> [Instruction a]:
Retype the whole pointing dataset listing below line for line, leaving out the pictures.

> [Text shown]:
** begin **

Dynamic grain coarsening in creep of pure Cu at 0.42 Tm after pre-deformation by ECAP

Significance 

Nanocrystalline and microcrystalline metals have demonstrated many improvements in important technological and engineering properties such as high strength and increased wear resistance. Recent studies have underscored the complexity in quantifying the interplay of different mechanisms in accommodating strain and accompanying microstructural evolution. Moreover, it has been established that severe plastic deformation at ambient temperature is a means to generate ultrafine grains through formation of a stationary sub grain structure with a fraction of high-angle boundaries. Current research has also confirmed the stationary character of the sub grain structure depending on the deformation mode. Therefore, it is imperative that microcrystalline copper produced by equal channel angular pressing and static recrystallization be assessed.

Recently, Professor Wolfgang Blum University of Erlangen-Nürnberg in Germany in collaboration with Czech Academy of Sciences scientists: Dr. Jiri Dvorak, Dr. Petr Král and Professor Vaclav Sklenička investigated the microstructure-strength relation of equal channel angular pressing (ECAP)-processed copper for the highest test temperature 573K 0.42 = Tm. In particular, they utilized the research program on creep of pure, ECAP-processed ultrafine-grained copper at Brno. They focused on using the distinction between sub grain-free and sub grain-containing grains as clue for better comprehension. Their work is currently published in the research journal, Materials Science & Engineering A.

** end **

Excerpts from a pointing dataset
** begin **

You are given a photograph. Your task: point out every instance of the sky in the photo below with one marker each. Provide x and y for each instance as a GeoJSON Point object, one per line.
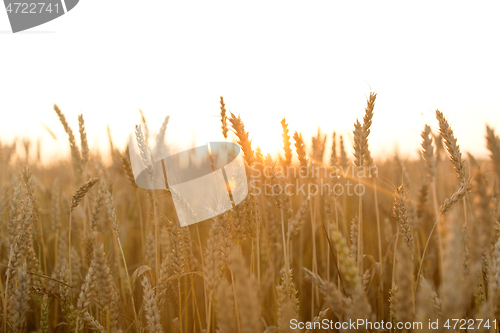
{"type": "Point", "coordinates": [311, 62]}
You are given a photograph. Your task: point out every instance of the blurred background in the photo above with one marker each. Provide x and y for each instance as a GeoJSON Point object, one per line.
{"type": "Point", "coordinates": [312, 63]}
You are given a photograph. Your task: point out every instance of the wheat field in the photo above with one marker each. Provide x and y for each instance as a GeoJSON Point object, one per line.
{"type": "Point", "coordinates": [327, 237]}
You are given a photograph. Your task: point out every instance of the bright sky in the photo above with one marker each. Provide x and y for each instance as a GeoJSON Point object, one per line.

** end **

> [Instruction b]:
Extend the text on creep and grain coarsening in ECAP-processed copper, picking up after its final sentence.

> [Task output a]:
You are given a photograph. Your task: point out every instance of the sky in the photo below with one marker each. Provide x and y for each instance as a GeoJSON Point object, one per line.
{"type": "Point", "coordinates": [311, 62]}
You are given a photograph. Your task: point out every instance of the blurred background in the photo above with one marker each. Provide x and y for each instance as a GeoJSON Point object, one per line.
{"type": "Point", "coordinates": [312, 63]}
You are given a photograph. Your task: point out every instance of the wheat field in the photo above with one marker each. Provide x and y for each instance as a GeoJSON Point object, one per line.
{"type": "Point", "coordinates": [327, 237]}
You are given a photograph. Your task: point out every instance of the bright sky in the photo above with one marker each. Provide x and y for each instance as a GeoJSON Point object, one per line.

> [Task output b]:
In brief, the research method employed commenced with the utilization of a scanning electron microscope equipped with electron back scatter diffraction facility to generate orientation image micrographs and a transmission electron microscope, to investigate the microstructures. Next, the researchers performed creep tests, both uniaxial and compression, in an environment of purified argon with the testing temperatures maintained constant. They then took measurements on the evolution of the deformation resistance with strain using various techniques.

The authors observed severe pre-deformation at certain conditions that generated microcrystalline grains of specific mean size through grain refinement and static recrystallization. They also noted that the grains coarsened discontinuously during creep. Oscillations of strength indicated that the dynamic grain coarsening (dDGC) occurred in successive waves. Moreover, it was seen that the ductility at test temperature was significantly improved by equal channel angular pressing processing. It was also established that the deformation strength at the first maximum was controlled by the (sub) grain-free grains. Furthermore, dDGC was seen to be responsible for the hardening of the material through he generation of (sub) grain-containing grains.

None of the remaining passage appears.